--- SELECTED EXTRACT ---
_ _ _

Transport is proving to be difficult to find! Two adult riders, and two very well behaved 15 hh horses. 

We are looking either for a self-drive 3.5T or someone to transport two horses from Macclesfield to Somerford for 10.15-10.30am and then return home at around 4pm.

Any suggestions, recommendations much appreciated but ideally not wanting to drive more than 30-40 mins to collect if it is self-drive!

Thank you - getting desperate!


----------



## abbijay (17 May 2016)

Please be very careful to check the payload of any self drive 3.5 ton wagon! Many advertise as big enough to carry two 17hh horses but rarely take the weight. Obviously it depends on the weight of your horses but the best payload I've found locally is about 1100kg. By the time you've allowed for yourself(75kg), your friend(75kg), diesel (50kg), tack, haynets and water (another 50kg) (you may decide to risk going without as there is water at Somerford) you are left with somewhere in the region of 850kg. 
Have you tried Holly Tree Riding School?


----------



## dollymix (17 May 2016)

Thanks for this - we are quite paranoid about payloads so the intention for self-drive has been for one of us to drive the wagon, and the other to follow with a car with all the tack and equipment etc. 

I will look up Holly tree Riding School now - I am fairly new to the area - is this close to Macclesfield?


----------



## mga4ever (26 May 2016)

_ _ _

--- Records from a dataset ---

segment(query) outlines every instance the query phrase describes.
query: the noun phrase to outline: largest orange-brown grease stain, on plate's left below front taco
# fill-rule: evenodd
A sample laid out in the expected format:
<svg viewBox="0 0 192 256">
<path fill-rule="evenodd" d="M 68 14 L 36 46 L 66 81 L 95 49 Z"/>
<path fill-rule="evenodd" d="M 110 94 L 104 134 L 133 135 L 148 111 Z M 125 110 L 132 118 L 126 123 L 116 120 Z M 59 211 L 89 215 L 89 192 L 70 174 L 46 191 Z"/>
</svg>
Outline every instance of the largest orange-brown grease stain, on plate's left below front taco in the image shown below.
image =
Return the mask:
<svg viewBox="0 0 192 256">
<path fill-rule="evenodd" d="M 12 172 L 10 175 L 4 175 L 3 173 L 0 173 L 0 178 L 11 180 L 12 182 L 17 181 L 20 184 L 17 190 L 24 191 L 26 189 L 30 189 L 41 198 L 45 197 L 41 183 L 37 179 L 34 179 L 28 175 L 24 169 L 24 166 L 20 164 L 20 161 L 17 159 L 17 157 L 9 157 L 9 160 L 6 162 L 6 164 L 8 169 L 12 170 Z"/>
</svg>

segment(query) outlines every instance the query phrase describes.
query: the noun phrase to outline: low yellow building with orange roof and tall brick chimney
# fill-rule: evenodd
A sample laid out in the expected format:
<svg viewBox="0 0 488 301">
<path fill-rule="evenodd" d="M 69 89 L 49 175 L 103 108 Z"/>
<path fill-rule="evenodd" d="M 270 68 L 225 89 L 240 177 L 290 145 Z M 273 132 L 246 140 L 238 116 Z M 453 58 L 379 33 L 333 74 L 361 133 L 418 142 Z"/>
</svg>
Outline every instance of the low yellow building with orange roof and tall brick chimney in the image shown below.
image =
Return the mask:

_ _ _

--- STUDY QUESTIONS ---
A: In the horse transport thread, between which two places do the horses need to be moved?
B: Echo the horse transport thread word for word, starting with "Please be very" and going on through "and equipment etc.".

--- OUTPUTS FOR THE TASKS ---
A: From Macclesfield to Somerford.

B:
Please be very careful to check the payload of any self drive 3.5 ton wagon! Many advertise as big enough to carry two 17hh horses but rarely take the weight. Obviously it depends on the weight of your horses but the best payload I've found locally is about 1100kg. By the time you've allowed for yourself(75kg), your friend(75kg), diesel (50kg), tack, haynets and water (another 50kg) (you may decide to risk going without as there is water at Somerford) you are left with somewhere in the region of 850kg. 
Have you tried Holly Tree Riding School?


----------



## dollymix (17 May 2016)

Thanks for this - we are quite paranoid about payloads so the intention for self-drive has been for one of us to drive the wagon, and the other to follow with a car with all the tack and equipment etc.